-- BEGIN --

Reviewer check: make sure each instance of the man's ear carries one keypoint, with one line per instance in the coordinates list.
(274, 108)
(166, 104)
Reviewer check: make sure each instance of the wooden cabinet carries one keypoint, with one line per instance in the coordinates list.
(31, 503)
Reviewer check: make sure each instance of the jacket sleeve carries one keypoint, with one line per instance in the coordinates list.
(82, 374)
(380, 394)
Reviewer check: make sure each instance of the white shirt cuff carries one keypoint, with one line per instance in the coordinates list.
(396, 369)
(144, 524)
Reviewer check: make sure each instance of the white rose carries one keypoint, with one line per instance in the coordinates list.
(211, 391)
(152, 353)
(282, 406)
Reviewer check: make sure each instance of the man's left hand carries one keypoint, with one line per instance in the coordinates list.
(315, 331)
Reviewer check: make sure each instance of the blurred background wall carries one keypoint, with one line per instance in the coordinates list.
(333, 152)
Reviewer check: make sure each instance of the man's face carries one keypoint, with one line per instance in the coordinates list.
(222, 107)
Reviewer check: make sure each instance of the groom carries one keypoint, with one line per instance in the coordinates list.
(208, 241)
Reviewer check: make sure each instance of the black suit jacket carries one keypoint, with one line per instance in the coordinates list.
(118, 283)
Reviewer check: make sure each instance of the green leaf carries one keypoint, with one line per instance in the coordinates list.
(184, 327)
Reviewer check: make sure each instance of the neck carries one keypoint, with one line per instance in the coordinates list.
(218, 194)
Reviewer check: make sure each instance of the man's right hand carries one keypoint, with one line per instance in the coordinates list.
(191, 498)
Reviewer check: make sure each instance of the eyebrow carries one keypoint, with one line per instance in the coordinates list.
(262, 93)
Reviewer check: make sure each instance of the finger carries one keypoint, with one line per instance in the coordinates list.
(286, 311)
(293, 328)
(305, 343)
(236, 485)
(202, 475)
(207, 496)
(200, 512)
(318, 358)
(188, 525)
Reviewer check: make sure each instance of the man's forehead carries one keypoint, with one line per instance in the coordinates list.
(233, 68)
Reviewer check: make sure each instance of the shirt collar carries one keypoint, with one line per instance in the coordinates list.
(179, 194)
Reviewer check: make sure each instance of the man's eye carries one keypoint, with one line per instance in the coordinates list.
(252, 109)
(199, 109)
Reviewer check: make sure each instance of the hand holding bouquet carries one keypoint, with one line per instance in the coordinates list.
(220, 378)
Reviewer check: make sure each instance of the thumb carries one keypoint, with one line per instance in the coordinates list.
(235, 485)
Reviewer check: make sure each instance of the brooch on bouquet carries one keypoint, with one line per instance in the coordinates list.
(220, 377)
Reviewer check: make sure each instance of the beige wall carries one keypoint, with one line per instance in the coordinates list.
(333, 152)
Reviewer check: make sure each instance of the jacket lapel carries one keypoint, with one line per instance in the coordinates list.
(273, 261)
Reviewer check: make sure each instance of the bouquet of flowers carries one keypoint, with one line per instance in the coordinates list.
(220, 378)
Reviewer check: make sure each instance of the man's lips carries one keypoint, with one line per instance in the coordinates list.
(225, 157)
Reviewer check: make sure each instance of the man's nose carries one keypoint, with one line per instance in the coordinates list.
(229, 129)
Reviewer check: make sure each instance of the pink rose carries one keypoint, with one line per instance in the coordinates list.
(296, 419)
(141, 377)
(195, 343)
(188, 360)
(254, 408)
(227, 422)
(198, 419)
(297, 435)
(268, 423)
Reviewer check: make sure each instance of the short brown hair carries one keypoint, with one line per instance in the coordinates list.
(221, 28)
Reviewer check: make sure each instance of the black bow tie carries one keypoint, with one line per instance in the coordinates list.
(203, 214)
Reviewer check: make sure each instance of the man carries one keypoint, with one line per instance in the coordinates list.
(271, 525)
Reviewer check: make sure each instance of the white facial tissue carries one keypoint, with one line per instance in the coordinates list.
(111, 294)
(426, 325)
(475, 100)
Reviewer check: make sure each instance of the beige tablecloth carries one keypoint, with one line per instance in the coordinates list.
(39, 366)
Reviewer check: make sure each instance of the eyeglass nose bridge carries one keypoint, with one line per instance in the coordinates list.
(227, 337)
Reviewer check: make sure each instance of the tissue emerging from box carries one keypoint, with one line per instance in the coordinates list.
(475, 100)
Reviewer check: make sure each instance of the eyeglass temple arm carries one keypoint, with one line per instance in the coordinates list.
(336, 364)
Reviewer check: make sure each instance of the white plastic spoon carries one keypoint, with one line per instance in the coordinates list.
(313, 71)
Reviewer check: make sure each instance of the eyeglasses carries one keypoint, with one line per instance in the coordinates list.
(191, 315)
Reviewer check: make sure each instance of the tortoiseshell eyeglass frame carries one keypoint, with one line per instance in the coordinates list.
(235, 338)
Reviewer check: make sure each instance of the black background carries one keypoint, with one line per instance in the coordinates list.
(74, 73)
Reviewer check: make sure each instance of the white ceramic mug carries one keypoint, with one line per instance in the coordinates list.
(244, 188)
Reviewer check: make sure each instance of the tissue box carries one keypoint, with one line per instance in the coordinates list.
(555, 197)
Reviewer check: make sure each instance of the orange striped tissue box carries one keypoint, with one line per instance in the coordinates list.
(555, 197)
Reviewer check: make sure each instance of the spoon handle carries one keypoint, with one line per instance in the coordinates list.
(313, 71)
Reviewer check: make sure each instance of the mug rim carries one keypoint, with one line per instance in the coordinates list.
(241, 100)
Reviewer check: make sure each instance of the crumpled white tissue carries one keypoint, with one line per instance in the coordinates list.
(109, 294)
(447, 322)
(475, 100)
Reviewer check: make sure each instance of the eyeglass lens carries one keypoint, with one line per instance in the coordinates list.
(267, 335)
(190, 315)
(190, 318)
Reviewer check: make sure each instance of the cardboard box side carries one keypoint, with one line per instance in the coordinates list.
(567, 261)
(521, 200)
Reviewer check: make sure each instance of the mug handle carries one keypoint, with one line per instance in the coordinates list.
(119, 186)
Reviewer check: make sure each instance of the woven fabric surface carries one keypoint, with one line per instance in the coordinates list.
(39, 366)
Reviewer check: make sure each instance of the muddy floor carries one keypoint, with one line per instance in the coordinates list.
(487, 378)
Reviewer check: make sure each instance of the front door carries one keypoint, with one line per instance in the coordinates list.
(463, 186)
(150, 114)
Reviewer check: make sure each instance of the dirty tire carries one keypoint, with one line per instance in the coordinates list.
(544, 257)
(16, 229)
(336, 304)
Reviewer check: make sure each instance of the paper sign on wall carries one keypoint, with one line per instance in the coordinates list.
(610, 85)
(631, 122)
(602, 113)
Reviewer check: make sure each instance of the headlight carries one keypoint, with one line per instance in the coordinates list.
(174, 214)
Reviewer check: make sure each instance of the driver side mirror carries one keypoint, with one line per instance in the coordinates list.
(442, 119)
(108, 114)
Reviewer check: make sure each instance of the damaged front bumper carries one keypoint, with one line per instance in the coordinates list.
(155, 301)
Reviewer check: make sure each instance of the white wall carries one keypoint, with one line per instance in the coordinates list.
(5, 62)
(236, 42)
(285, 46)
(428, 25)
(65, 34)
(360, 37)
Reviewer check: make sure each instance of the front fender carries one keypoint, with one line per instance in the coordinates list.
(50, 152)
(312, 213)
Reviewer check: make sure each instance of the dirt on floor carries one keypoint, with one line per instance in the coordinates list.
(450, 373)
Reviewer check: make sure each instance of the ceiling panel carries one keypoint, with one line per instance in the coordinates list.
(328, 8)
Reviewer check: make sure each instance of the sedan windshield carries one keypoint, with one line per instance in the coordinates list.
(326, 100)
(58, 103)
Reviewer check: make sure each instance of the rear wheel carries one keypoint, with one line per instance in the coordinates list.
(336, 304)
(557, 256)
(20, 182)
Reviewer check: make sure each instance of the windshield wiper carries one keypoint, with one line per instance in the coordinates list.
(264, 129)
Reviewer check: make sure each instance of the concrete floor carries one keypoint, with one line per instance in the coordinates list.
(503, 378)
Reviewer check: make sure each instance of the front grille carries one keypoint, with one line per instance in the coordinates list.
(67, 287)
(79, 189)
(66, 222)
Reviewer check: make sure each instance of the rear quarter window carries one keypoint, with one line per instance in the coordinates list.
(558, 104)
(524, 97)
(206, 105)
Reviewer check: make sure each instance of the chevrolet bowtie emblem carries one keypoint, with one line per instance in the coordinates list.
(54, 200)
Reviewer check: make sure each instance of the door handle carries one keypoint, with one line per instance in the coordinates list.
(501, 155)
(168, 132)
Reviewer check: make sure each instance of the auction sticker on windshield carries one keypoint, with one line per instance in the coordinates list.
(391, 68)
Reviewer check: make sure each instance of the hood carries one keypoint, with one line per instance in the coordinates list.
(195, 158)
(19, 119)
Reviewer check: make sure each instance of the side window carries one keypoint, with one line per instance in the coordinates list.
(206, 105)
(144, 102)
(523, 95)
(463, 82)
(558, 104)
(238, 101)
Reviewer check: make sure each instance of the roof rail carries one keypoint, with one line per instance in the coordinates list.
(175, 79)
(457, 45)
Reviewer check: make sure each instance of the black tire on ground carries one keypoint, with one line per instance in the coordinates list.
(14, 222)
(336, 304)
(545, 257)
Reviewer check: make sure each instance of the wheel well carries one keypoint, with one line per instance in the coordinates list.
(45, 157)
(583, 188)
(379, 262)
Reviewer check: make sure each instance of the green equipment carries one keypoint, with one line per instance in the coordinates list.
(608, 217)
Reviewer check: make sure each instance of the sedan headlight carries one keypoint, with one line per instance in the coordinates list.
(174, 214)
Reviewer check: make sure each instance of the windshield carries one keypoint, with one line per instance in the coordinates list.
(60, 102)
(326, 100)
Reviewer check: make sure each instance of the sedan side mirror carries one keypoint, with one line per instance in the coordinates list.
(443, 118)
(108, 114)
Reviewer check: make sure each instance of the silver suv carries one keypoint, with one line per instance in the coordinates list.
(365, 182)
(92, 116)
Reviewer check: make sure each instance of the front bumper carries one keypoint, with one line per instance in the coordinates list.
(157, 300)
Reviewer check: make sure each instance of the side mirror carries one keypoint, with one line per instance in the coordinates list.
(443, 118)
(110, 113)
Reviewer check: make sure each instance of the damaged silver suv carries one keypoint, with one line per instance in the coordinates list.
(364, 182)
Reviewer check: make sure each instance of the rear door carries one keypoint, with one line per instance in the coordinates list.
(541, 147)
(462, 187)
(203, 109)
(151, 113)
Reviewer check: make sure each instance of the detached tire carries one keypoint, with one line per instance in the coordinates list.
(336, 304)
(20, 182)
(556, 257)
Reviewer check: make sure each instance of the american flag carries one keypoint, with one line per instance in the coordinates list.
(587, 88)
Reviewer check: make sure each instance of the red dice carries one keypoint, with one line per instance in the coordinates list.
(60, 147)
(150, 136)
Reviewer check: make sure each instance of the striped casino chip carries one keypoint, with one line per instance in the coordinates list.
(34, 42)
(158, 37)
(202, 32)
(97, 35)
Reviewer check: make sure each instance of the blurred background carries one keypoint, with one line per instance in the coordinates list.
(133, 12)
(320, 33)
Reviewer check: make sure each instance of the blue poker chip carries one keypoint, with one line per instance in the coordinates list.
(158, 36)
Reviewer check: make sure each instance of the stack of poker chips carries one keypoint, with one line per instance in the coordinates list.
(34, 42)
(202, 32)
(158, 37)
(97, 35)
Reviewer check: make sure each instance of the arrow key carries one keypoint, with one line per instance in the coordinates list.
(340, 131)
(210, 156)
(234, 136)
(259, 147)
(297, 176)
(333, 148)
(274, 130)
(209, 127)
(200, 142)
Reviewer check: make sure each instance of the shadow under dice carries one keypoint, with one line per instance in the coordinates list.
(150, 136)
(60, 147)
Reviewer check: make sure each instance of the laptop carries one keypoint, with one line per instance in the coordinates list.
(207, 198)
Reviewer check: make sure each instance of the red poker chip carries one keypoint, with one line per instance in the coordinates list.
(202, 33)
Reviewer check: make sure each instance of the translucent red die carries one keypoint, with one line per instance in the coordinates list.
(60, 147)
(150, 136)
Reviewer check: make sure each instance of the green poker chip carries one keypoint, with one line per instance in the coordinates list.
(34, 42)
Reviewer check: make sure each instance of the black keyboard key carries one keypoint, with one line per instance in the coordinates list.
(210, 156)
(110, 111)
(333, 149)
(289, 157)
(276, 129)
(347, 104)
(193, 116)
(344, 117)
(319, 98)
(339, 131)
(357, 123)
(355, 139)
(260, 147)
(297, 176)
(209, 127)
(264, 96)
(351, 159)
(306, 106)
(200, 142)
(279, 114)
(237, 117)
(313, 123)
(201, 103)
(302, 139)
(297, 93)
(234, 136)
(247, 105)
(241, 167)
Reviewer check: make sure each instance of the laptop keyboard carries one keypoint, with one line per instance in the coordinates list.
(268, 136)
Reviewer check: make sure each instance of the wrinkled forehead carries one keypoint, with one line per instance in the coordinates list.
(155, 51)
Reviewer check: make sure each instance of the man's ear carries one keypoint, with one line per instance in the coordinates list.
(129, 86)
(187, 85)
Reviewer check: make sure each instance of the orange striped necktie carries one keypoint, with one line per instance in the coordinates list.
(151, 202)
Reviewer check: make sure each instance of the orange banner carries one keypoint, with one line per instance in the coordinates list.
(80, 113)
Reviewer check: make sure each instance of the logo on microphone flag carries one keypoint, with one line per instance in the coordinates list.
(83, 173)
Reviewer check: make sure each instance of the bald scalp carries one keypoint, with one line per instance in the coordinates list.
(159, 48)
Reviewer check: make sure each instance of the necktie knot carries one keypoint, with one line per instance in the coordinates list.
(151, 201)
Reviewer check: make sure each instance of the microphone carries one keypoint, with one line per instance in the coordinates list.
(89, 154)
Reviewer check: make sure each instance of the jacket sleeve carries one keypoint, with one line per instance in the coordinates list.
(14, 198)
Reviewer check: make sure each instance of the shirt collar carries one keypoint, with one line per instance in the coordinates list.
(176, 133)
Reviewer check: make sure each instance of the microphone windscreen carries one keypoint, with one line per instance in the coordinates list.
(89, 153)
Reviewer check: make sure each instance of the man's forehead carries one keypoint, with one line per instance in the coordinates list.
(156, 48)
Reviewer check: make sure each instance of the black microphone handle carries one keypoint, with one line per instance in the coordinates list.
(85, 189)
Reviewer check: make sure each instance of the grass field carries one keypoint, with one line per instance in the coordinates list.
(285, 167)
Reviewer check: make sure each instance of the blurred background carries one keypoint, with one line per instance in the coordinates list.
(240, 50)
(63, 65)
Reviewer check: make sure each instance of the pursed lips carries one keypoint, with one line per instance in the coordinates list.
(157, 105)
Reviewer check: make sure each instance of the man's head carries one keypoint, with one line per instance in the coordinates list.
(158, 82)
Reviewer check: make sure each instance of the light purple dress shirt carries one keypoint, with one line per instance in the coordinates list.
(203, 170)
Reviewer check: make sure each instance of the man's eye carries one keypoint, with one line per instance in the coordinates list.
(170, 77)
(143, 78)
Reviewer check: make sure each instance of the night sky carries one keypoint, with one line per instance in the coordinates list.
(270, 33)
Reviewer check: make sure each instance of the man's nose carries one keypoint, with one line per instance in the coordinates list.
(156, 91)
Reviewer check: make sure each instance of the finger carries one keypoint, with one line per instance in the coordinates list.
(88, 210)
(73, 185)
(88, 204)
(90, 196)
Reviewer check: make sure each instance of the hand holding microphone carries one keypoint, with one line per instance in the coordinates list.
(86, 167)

-- END --

**Short task:**
Copy out verbatim the lines of the material above, from the line containing "hand holding microphone" through the end of the material, both ends included.

**Task answer:**
Reviewer check: make sure each instance of the hand holding microphone carries one keypoint, with one line per instance in the coordinates list.
(86, 167)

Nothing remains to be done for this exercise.